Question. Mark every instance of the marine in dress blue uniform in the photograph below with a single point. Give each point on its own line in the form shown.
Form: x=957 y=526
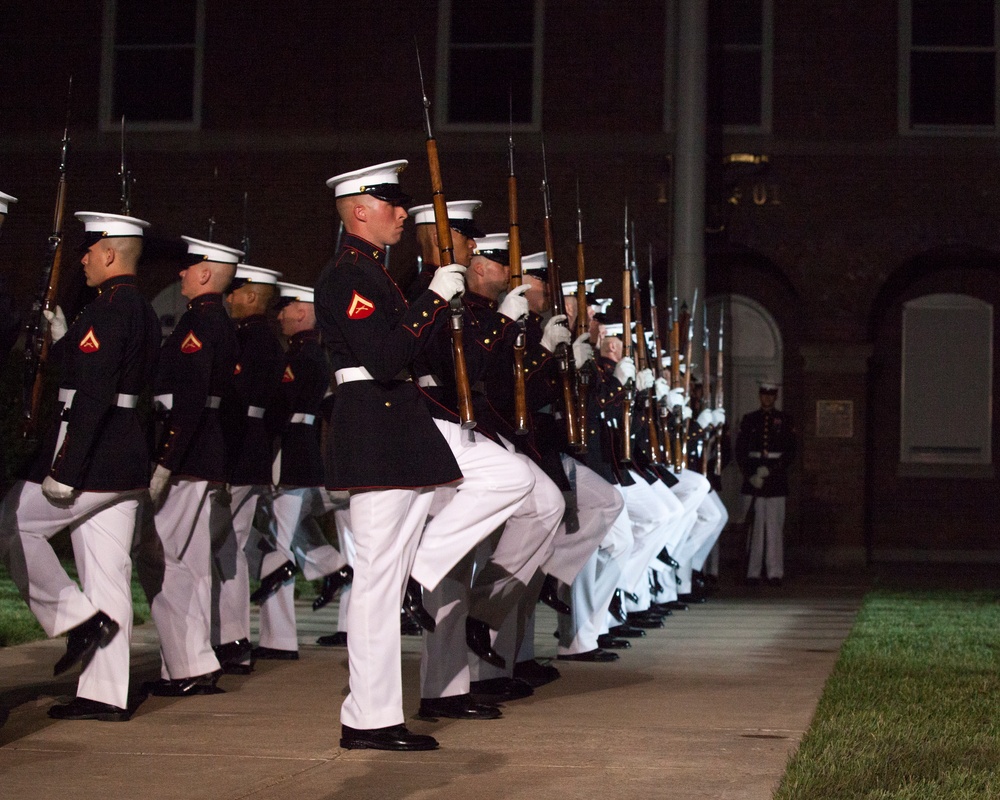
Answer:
x=386 y=450
x=197 y=362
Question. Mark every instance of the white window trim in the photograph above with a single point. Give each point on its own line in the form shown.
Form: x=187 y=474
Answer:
x=903 y=95
x=109 y=123
x=441 y=82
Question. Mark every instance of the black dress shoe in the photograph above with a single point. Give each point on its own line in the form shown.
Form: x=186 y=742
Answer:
x=477 y=636
x=667 y=559
x=597 y=656
x=273 y=581
x=459 y=706
x=550 y=596
x=627 y=632
x=649 y=623
x=233 y=654
x=413 y=605
x=617 y=609
x=82 y=708
x=332 y=584
x=83 y=640
x=274 y=654
x=184 y=687
x=395 y=737
x=671 y=605
x=535 y=674
x=498 y=690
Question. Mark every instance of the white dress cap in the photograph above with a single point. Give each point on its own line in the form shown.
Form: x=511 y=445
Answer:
x=105 y=226
x=494 y=246
x=569 y=287
x=249 y=274
x=374 y=180
x=211 y=251
x=291 y=292
x=5 y=201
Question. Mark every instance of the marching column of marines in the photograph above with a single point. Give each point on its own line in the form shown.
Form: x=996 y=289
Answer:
x=461 y=528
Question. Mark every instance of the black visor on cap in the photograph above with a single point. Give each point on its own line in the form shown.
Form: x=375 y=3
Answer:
x=500 y=256
x=467 y=228
x=389 y=192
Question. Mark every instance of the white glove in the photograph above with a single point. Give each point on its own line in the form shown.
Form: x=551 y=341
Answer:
x=675 y=397
x=555 y=333
x=158 y=484
x=582 y=350
x=55 y=491
x=448 y=281
x=644 y=380
x=625 y=371
x=514 y=306
x=57 y=323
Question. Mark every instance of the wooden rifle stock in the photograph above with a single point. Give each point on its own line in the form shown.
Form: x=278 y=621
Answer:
x=563 y=354
x=514 y=249
x=37 y=338
x=447 y=257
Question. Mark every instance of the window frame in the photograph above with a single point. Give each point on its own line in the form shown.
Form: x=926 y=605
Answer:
x=441 y=74
x=107 y=122
x=903 y=94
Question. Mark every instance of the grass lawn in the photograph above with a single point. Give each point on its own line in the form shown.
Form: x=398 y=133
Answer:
x=910 y=711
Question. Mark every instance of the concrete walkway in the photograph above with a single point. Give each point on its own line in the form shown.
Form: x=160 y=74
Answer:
x=711 y=706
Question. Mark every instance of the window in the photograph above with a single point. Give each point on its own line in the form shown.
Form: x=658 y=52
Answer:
x=740 y=53
x=948 y=66
x=947 y=381
x=152 y=64
x=490 y=64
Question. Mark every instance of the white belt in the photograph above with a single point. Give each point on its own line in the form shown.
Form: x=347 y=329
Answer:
x=350 y=374
x=122 y=400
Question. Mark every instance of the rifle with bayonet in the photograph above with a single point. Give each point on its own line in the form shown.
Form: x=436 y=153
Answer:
x=37 y=339
x=661 y=407
x=446 y=257
x=626 y=459
x=516 y=279
x=563 y=354
x=642 y=359
x=718 y=392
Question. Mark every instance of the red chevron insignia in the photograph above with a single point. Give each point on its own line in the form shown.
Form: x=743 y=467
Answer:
x=191 y=343
x=360 y=307
x=89 y=343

§ Task directions
Render every line of the records above as a JSON list of strings, one string per line, omitting blank lines and the picture.

§ Correct output
[
  "Question. Mark every instance of the marine in dress blue uniform in the photograph below with a single point. Give each point on its own line in the form shown.",
  "Form: x=957 y=526",
  "Answer:",
  "x=386 y=450",
  "x=197 y=362",
  "Question. Mark every instance of the white window trim in the photograph above with a single point. Give each point on its own line in the form shown.",
  "Form: x=187 y=474",
  "Answer:",
  "x=903 y=95",
  "x=109 y=123",
  "x=441 y=82",
  "Question. Mark every instance of the black dress shoe in the photograph above with a single point. Give each point on its own line in the form shown.",
  "Form: x=186 y=742",
  "Answer:",
  "x=477 y=636",
  "x=667 y=559",
  "x=597 y=656",
  "x=273 y=581",
  "x=459 y=706",
  "x=550 y=596",
  "x=627 y=632",
  "x=649 y=623",
  "x=233 y=654",
  "x=413 y=605",
  "x=617 y=609",
  "x=82 y=708",
  "x=332 y=584",
  "x=83 y=640",
  "x=274 y=654",
  "x=184 y=687",
  "x=395 y=737",
  "x=671 y=605",
  "x=535 y=674",
  "x=498 y=690",
  "Question. Mark every instance of the white dress cap in the photograph above with a single point. Give each point on its own line in the form shown.",
  "Form: x=511 y=445",
  "Answer:",
  "x=105 y=226",
  "x=494 y=246",
  "x=569 y=287",
  "x=249 y=274",
  "x=374 y=180",
  "x=211 y=251",
  "x=291 y=292",
  "x=5 y=201",
  "Question. Mark every instance of the marching column of marines in the photograph above with a single point. Give each point on its own line in the form shown.",
  "Form: x=996 y=289",
  "Answer:",
  "x=461 y=528",
  "Question. Mark every instance of the black visor on cap in the photograph above with a single point. Give each point on its own line in the form shown.",
  "Form: x=375 y=3",
  "Answer:",
  "x=500 y=256",
  "x=467 y=228",
  "x=389 y=192",
  "Question. Mark every instance of the white glove in the photograph above with a single point. Give each point on its own line in the form shown.",
  "Form: x=551 y=341",
  "Answer:",
  "x=675 y=397",
  "x=555 y=333",
  "x=158 y=484",
  "x=582 y=350",
  "x=55 y=491",
  "x=448 y=281",
  "x=644 y=380",
  "x=625 y=371",
  "x=514 y=306",
  "x=57 y=323",
  "Question. Mark every instance of the wooden rifle stock in the photograph above with a single point. Give each point on its own line in the form shown.",
  "Form: x=278 y=621",
  "Answer:",
  "x=563 y=354",
  "x=514 y=249",
  "x=37 y=338",
  "x=447 y=257",
  "Question. Mark every instance of the window frame in the photograph above with a single point. Give each point on its own line in the form shown.",
  "Form: x=926 y=605",
  "Answer:",
  "x=441 y=74",
  "x=107 y=122",
  "x=903 y=94",
  "Question. Mark every instance of the grass lawn in the photograph above with a single point. Give each point on its own line in the form shown.",
  "Form: x=398 y=133",
  "Answer:",
  "x=910 y=711",
  "Question. Mark every instance of the concrete walkway in the photograph above with a single point. Give each point on its own line in the form shown.",
  "Form: x=160 y=74",
  "Answer:",
  "x=711 y=706",
  "Question. Mark every instance of the window in the photograph above with a single point. Give each point on its own line in the form shown.",
  "Form: x=658 y=52",
  "Answer:",
  "x=740 y=53",
  "x=948 y=66",
  "x=947 y=381",
  "x=152 y=64",
  "x=490 y=64",
  "Question. Mark every instance of the white belt in the photograph above with a single point. Give each point on its own line in the form shown.",
  "Form: x=347 y=329",
  "Answer:",
  "x=350 y=374",
  "x=122 y=400",
  "Question. Mark every instance of the rifle with bayonet in the photograph above with a single point. Give each point on its own line in the form shown.",
  "Form: x=436 y=153",
  "Answer:",
  "x=37 y=339",
  "x=661 y=407",
  "x=446 y=257",
  "x=626 y=459",
  "x=516 y=279",
  "x=563 y=354",
  "x=642 y=359",
  "x=718 y=392",
  "Question. Mark every instance of the red chevron insignia in the photograph above with a single point. Give each point on its own line in the form shown.",
  "Form: x=743 y=467",
  "Answer:",
  "x=191 y=343",
  "x=360 y=307",
  "x=89 y=343"
]